What you should do. Below are entries; copy exactly, and only, the lines from the one containing "Where can the string" through their final line, leaving out pictures.

------------------------------

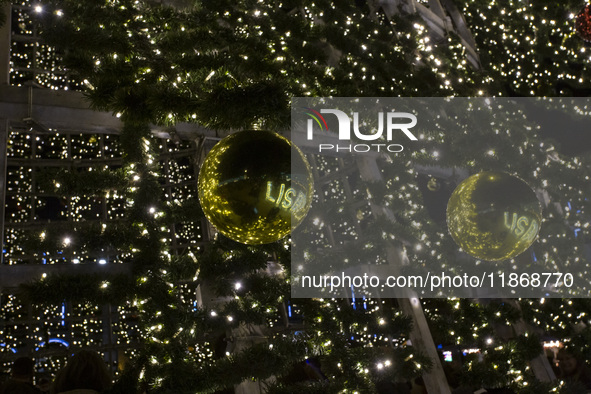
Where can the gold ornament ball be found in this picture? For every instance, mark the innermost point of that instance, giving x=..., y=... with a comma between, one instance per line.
x=255, y=187
x=433, y=184
x=494, y=216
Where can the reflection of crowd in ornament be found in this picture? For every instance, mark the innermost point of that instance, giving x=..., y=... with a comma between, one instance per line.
x=85, y=373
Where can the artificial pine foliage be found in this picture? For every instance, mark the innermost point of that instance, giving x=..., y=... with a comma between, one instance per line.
x=231, y=65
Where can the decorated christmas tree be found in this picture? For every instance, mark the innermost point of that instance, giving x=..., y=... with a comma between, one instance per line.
x=135, y=271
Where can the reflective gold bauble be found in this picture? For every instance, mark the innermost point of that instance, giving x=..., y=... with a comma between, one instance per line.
x=433, y=184
x=493, y=216
x=255, y=187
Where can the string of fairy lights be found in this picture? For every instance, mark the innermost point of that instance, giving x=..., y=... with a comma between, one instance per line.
x=84, y=328
x=34, y=207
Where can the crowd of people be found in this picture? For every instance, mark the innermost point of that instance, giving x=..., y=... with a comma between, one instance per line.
x=84, y=373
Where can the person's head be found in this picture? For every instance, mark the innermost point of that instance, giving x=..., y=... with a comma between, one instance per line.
x=568, y=363
x=23, y=369
x=85, y=370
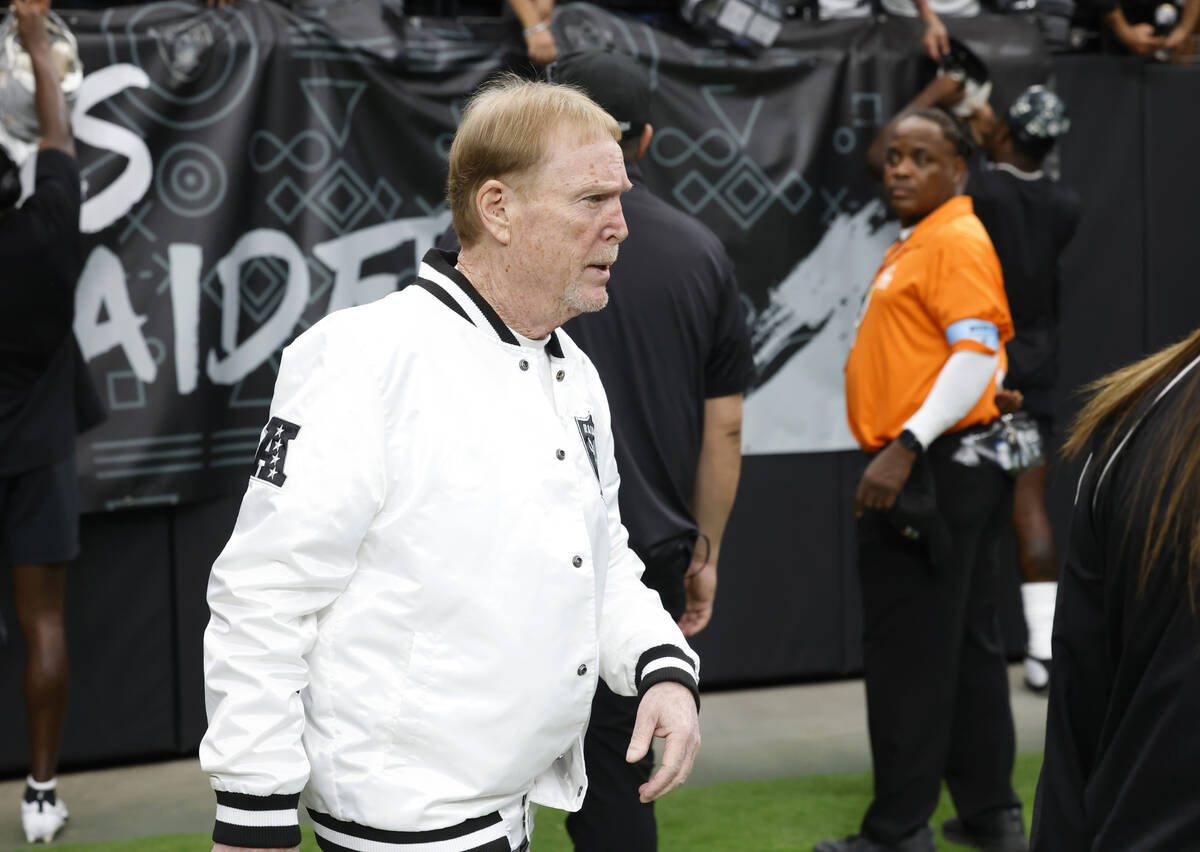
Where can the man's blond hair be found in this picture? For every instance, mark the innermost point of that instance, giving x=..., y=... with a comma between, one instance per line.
x=503, y=133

------------------------------

Answer to the problem.
Where can the string of fairy lights be found in this picture? For every instance, mark the innermost point of that instance, giving x=..., y=... with a comma between, one instance per line.
x=84, y=328
x=34, y=207
Where can the crowd of people be found in this picture? For every instance, mark the innermost point of that instance, giving x=..., y=... with a comma between, one instance per line.
x=84, y=373
Where can the person's head be found in this picture? For every instance, mark the innermost point of that instance, giving x=..., y=... with a comma between, one instance per line.
x=568, y=363
x=23, y=369
x=85, y=370
Where can the man's blond hair be found in this picture? For every instance, mark the innermost point of that instance, giving x=..., y=... with a comma between, one instance per line.
x=503, y=133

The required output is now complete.